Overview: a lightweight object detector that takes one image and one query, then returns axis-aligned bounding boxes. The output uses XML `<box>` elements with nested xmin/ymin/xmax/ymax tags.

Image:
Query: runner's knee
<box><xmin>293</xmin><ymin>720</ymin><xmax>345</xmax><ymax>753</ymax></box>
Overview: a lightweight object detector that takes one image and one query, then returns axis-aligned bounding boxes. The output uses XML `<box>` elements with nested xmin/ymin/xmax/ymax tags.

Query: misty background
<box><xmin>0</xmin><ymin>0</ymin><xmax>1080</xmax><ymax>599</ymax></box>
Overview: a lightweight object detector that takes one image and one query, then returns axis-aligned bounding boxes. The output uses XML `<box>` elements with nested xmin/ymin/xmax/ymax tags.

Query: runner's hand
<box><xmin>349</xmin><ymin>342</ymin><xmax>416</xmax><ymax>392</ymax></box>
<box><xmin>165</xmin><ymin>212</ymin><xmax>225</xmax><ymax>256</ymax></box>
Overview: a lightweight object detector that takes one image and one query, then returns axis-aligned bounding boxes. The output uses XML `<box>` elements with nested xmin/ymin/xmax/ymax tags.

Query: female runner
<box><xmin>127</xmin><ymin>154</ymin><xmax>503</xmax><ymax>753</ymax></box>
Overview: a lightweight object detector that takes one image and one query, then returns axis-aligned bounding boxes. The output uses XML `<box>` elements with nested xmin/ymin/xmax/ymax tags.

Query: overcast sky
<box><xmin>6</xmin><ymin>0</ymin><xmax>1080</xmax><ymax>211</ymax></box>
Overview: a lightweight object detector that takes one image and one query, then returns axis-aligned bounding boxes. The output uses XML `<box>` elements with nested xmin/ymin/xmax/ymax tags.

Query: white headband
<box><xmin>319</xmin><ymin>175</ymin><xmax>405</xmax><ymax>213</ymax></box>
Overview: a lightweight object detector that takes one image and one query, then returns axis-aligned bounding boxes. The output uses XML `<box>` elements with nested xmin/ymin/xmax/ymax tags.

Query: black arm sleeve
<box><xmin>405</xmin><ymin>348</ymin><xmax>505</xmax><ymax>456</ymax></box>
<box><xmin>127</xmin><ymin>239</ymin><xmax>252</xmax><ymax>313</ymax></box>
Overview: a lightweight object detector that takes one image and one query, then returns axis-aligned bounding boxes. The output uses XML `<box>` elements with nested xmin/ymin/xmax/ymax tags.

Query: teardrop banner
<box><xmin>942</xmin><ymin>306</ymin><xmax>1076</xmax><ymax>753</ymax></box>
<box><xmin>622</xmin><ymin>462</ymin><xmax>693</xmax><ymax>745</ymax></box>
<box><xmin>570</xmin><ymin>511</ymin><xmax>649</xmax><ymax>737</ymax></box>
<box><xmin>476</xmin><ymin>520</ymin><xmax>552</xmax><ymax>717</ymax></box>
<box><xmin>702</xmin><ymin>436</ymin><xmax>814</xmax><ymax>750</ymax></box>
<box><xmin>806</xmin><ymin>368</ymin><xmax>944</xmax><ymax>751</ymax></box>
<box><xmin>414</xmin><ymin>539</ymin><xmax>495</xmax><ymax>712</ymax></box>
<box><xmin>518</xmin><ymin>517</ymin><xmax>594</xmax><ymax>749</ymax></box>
════════
*STATED EXERCISE*
Recast the stretch of the records above from their very start through the line containing "Query: runner's knee", including both ends, as a JSON list of strings with one string per line and blank lines left out.

*TASK OUTPUT*
[
  "Overview: a lightweight object detector that takes one image and one query, then returns axis-aligned bounding boxes. The output uses XML `<box>` elements with nested xmin/ymin/xmax/ymax tags.",
  "Image:",
  "Query: runner's knee"
]